Dakar est envahi par les moto-livreurs communément appelés Thiak Thiak. Ce nouveau business est devenu l’appât des jeunes en quête d’emploi. Cependant, beaucoup qui ont investi dans ce domaine commencent à regretter et pointent du doigt les jeunes par manque de sérieux et de professionnalisme. Un tour chez ces jeunes lève un coin du voile sur ce métier.
Investir dans les moto-Thiak-Thiak est devenu un business à Dakar où les deux roues vont désormais partie du décor de la capitale. Cependant, cet investissement n’est pas sans perte. Comme en témoigne Modou Diop, un sénégalais rencontré à côté du croisement Cambérène. « J’avais investi pour aider un jeune en quête d’emploi d’en trouver mais malheureusement pour moi, il n’a pas été sérieux », regrette-t-il. Et de poursuivre : « J’ai beaucoup perdu car il venait chaque jour de me parler de pannes injustifiées. Il me facturait des réparations et la moto n’a jamais était en bon état ». Finalement, ce jeune investisseur a décidé tout bonnement de retirer son bien et de la garer pour toujours. Une situation qu’il n’est pas le seul à vivre. Youssou Diallo en a payé les frais. « J’avais donné ma moto pendant un mois à un jeune qui a finalement coulé le moteur et l’a forcé en conduisant la moto », se désole-t-il. A l’en croire, ce jeune a nié avoir gâté complètement sa moto et est revenu pour la reprendre. « Je lui ai fait savoir que c’est fini entre lui et moi », tonne-t-il.

::::

* **Travail à faire**
Relevez toutes les paroles rapportées entre guillemets dans l'article sur les Thiak Thiak, en indiquant pour chacune la personne qui les prononce.

Extraits de données d'annotation par points
::::

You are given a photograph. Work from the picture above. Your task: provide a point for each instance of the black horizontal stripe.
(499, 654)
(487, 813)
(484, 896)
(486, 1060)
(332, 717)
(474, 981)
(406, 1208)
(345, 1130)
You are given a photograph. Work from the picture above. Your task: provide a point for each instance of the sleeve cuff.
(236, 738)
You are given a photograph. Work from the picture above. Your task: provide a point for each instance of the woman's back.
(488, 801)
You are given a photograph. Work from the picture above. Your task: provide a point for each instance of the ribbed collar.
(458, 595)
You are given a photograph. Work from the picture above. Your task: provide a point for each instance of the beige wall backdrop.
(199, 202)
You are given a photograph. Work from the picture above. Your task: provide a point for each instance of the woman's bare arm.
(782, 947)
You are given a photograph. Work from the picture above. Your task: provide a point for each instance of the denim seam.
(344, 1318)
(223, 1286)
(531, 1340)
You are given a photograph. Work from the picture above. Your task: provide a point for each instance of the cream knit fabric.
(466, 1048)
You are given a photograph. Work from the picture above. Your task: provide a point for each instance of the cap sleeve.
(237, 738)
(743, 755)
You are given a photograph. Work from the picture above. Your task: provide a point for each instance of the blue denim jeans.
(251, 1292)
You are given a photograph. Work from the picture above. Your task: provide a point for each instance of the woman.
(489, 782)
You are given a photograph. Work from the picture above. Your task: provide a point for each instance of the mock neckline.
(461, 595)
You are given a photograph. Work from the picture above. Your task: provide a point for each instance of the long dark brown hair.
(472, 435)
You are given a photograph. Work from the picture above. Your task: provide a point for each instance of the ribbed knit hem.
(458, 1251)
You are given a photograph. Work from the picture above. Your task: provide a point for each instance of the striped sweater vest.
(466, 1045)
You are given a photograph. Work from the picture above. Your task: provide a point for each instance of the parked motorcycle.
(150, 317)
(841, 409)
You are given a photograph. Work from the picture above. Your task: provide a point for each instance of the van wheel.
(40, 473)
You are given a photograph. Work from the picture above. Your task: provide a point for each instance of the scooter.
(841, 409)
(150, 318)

::::

* **Résultat obtenu**
- « J’avais investi pour aider un jeune en quête d’emploi d’en trouver mais malheureusement pour moi, il n’a pas été sérieux » : Modou Diop
- « J’ai beaucoup perdu car il venait chaque jour de me parler de pannes injustifiées. Il me facturait des réparations et la moto n’a jamais était en bon état » : Modou Diop
- « J’avais donné ma moto pendant un mois à un jeune qui a finalement coulé le moteur et l’a forcé en conduisant la moto » : Youssou Diallo
- « Je lui ai fait savoir que c’est fini entre lui et moi » : Youssou Diallo